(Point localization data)
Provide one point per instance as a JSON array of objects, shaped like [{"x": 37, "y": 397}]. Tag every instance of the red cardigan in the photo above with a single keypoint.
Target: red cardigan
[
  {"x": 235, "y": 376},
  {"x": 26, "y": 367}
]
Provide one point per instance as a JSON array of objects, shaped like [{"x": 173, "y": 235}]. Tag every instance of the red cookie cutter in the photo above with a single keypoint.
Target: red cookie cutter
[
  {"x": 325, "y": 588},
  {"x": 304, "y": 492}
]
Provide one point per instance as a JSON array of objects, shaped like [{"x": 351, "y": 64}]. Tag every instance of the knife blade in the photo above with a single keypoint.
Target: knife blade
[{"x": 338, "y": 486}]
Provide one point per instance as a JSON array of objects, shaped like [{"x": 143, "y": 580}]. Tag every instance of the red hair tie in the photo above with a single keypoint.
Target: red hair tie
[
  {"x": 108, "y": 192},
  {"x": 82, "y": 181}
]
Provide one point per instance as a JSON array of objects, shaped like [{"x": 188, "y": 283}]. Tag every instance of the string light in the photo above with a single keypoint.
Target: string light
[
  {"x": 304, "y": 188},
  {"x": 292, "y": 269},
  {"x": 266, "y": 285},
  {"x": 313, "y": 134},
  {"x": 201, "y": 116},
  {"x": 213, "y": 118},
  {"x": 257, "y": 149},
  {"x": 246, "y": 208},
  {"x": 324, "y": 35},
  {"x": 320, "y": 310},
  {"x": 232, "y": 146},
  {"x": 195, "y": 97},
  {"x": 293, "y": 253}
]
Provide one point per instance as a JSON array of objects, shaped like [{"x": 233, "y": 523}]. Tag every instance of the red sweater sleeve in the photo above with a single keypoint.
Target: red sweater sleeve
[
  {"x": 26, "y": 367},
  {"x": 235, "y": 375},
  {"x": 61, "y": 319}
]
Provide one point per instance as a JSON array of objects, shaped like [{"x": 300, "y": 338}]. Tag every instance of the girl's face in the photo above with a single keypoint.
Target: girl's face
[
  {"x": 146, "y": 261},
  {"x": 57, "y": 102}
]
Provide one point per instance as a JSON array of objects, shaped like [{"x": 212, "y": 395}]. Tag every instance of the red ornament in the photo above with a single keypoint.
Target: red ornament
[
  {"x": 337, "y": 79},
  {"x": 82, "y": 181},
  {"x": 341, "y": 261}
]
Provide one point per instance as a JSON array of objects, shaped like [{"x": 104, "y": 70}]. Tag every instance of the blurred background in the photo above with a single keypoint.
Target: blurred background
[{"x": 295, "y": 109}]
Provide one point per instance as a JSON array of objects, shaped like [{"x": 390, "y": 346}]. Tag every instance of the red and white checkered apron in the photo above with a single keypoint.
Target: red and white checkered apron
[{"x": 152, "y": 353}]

## WHAT THE TASK REQUIRES
The entries are to be transcribed exactly, each line in full.

## RESPONSE
Provide one point per instance as a JSON array of objects, shaped like [{"x": 37, "y": 397}]. Tag every instance of the red cardigan in the photo above with a single keypoint.
Target: red cardigan
[
  {"x": 235, "y": 376},
  {"x": 26, "y": 367}
]
Provide one point per instance as a JSON array of objects, shaped like [{"x": 173, "y": 235}]. Tag every instance of the red cookie cutter in the photo above with a single keypoint.
Target: red cookie cutter
[
  {"x": 325, "y": 588},
  {"x": 304, "y": 492}
]
Provide one point per instance as a JSON array of objects, shaped like [{"x": 351, "y": 64}]. Tag every instance of the knife blade in the photo above with a single keypoint.
Target: knife blade
[{"x": 338, "y": 486}]
Provide one point per instance as a JSON array of objects, shaped like [{"x": 143, "y": 580}]. Tag every instance of the red hair tie in the photo above with a single keypoint.
Target: red hair tie
[
  {"x": 108, "y": 192},
  {"x": 82, "y": 181}
]
Provide one point per instance as a JSON array of objects, shaped like [{"x": 188, "y": 283}]. Tag every instance of the string light in the photo above with a single keypoint.
Target: string light
[
  {"x": 304, "y": 188},
  {"x": 292, "y": 269},
  {"x": 266, "y": 285},
  {"x": 313, "y": 134},
  {"x": 201, "y": 116},
  {"x": 213, "y": 118},
  {"x": 257, "y": 149},
  {"x": 246, "y": 208},
  {"x": 324, "y": 35},
  {"x": 320, "y": 310},
  {"x": 232, "y": 146},
  {"x": 195, "y": 97},
  {"x": 293, "y": 253}
]
Provide one point per instance as a JSON array of objects, shaped like [{"x": 233, "y": 523}]. Tag every instance of the red sweater sleeve in the photo above with a single keypoint.
Target: red sweater sleeve
[
  {"x": 26, "y": 367},
  {"x": 235, "y": 375},
  {"x": 61, "y": 319}
]
Provide one point per instance as a JSON array of objects, shaped like [{"x": 300, "y": 338}]. Tag every instance of the girl's face in the photo above with a single keypoint.
Target: girl's face
[
  {"x": 146, "y": 261},
  {"x": 57, "y": 102}
]
Provide one point per instance as a JSON array of objects, shaped like [{"x": 212, "y": 395}]. Tag every instance of the red ornament in the photo above with a single keypoint.
Target: red ornament
[
  {"x": 337, "y": 79},
  {"x": 82, "y": 181},
  {"x": 341, "y": 261}
]
Provide one point per instance as a JSON array of objects, shaped like [{"x": 104, "y": 70}]. Tag every instance of the blurred background in the photo above with a single keypoint.
Target: blurred background
[{"x": 295, "y": 109}]
Provide one point per instance as a JSON array of objects, shaped like [{"x": 390, "y": 346}]. Tag every instance of the red and white checkered apron in the photo above with a single keypoint.
Target: red and white checkered apron
[{"x": 152, "y": 353}]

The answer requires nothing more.